Challenges.
1. In the post on mining frequent itemsets with FP-growth and MapReduce, reproduce the stretch from "Next, update parent" through "a recursive problem.".
2. Translate this sentence from the post on FP-growth and MapReduce into Spanish: "Apriori requires multiple scans of the original data, making it slow."

Passage.

Distributed Machine Learning (2) - Infrequent Pattern Mining using MapReduce

Posted on 2018-02-11 标签机器学习 , 分布式

This lecture mainly introduces the classic method for mining frequent itemsets: FP-growth, and how to implement this algorithm through MapReduce. The MapReduce-implemented FP-growth is also called PFP, which can mine not only frequent itemsets but also infrequent itemsets. The original video is here (requires VPN).

Frequent Itemset Mining

Frequent Itemset Mining refers to finding itemsets that appear together frequently. A classic example is “beer and diapers.” The figure below shows some basic concepts:

Transaction: Each row is a Transaction, representing an order
Item & ItemSet: Each Transaction contains several Items (products in the order); any number of Items can form an ItemSet
Support: The occurrence count of an ItemSet

There are two basic methods for mining frequent itemsets: Apriori and FP-growth. Apriori requires multiple scans of the original data, making it slow. I won’t elaborate on it here—see this article for details.

Here I describe the FP-growth algorithm, which builds a prefix tree and only needs to traverse the original data twice. First, I’ll introduce the algorithm’s process, then how to implement it with MapReduce.

FP-growth Algorithm

FP-growth first needs to build an FP-tree, which is a prefix tree. The construction method is the same as a regular prefix tree, but before construction, items in each transaction must be sorted according to a unified rule (can be by item frequency or item name—as long as it’s consistent across transactions).

Since original items are already sorted by name, we can directly build the FP-tree using the prefix tree method. The figure below shows the construction result after reading the first two records:

Following this method, we can build the entire FP-tree as shown below:

Note: The above process omits one step—before constructing the FP-tree, we need to set a min-support value. This value means an item must appear at least min-support times; if less, remove that item from all transactions, then construct the prefix tree using the above method.

The reason: (1) items with low frequency in itemsets are considered low relevance; (2) when input is large, the constructed tree will also be large, so we can remove infrequent items by setting a threshold. But from what we discussed earlier, this actually removes some long-tail data.

After constructing the FP-tree, to mine frequent itemsets, we first need to specify an item, then mine frequent itemsets related to that item. Mining frequent itemsets related to an item requires constructing a Conditional FP-tree—a FP-tree composed of all transactions related to that item. For example, to mine frequent itemsets related to item ‘e’, the Conditional FP-tree construction process is:

First, find all branches with ‘e’ as leaf node to form a tree, as shown in (a) below:

Next, update parent node counts to the sum of child node counts, and remove the ‘e’ leaf node:

In this process, we need to remove items whose support doesn’t meet min-support. Let min-support be 2—since ‘b’ in the above figure has support of only 1, we need to remove ‘b’:

After constructing ‘e’s conditional FP-tree, we just need to mine frequent itemsets in the conditional FP-tree and append ’e’ to all frequent itemsets. For example, if frequent itemsets mined from the conditional FP-tree are {a:2, d:2} and {c:2}, then frequent itemsets for ‘e’ are {a:2, d:2, e:2} and {c:2, e:2}. This is actually solving a recursive problem.

MapReduce Implementation of FP-growth

Generally, the original data for mining frequent itemsets is quite large, so the constructed FP-tree will also be large. When memory cannot store the FP-tree, one solution is to increase min-support to reduce FP-tree size, but based on the long-tail effect we discussed earlier, this will cut off long-tail data.

Supplied information.

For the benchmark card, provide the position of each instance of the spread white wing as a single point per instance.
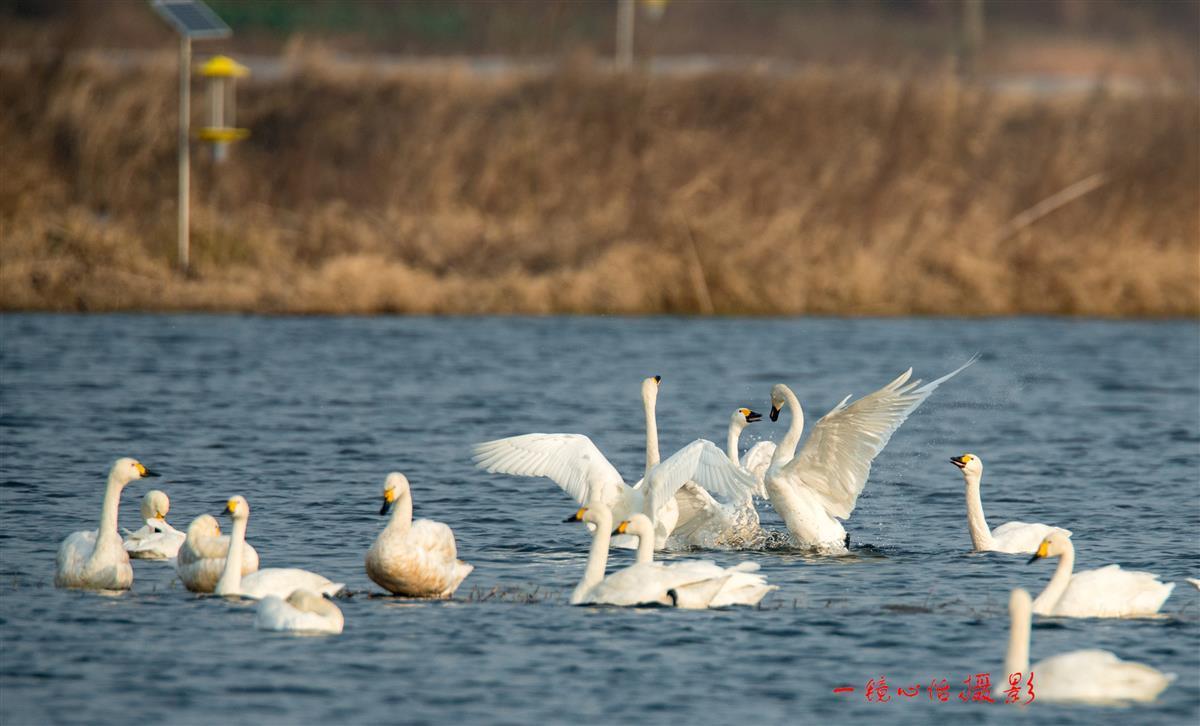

Answers to the exercises.
1.
Next, update parent node counts to the sum of child node counts, and remove the ‘e’ leaf node:

In this process, we need to remove items whose support doesn’t meet min-support. Let min-support be 2—since ‘b’ in the above figure has support of only 1, we need to remove ‘b’:

After constructing ‘e’s conditional FP-tree, we just need to mine frequent itemsets in the conditional FP-tree and append ’e’ to all frequent itemsets. For example, if frequent itemsets mined from the conditional FP-tree are {a:2, d:2} and {c:2}, then frequent itemsets for ‘e’ are {a:2, d:2, e:2} and {c:2, e:2}. This is actually solving a recursive problem.

2. Apriori requiere varios recorridos de los datos originales, lo que lo hace lento.